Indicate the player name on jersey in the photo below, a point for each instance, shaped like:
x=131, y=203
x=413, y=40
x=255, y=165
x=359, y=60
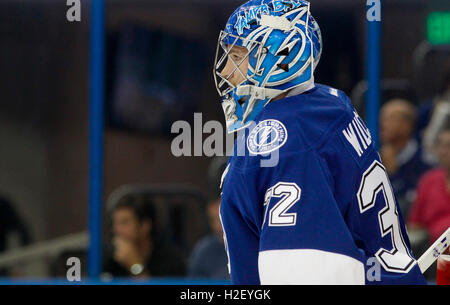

------

TASK TO COMPLETE -> Print every line of the data above verbatim, leaving the picture out of your answer.

TASK RESPONSE ->
Indicate the player name on jersey in the photo below, a point for each instance, shaped like:
x=131, y=203
x=413, y=40
x=255, y=165
x=359, y=60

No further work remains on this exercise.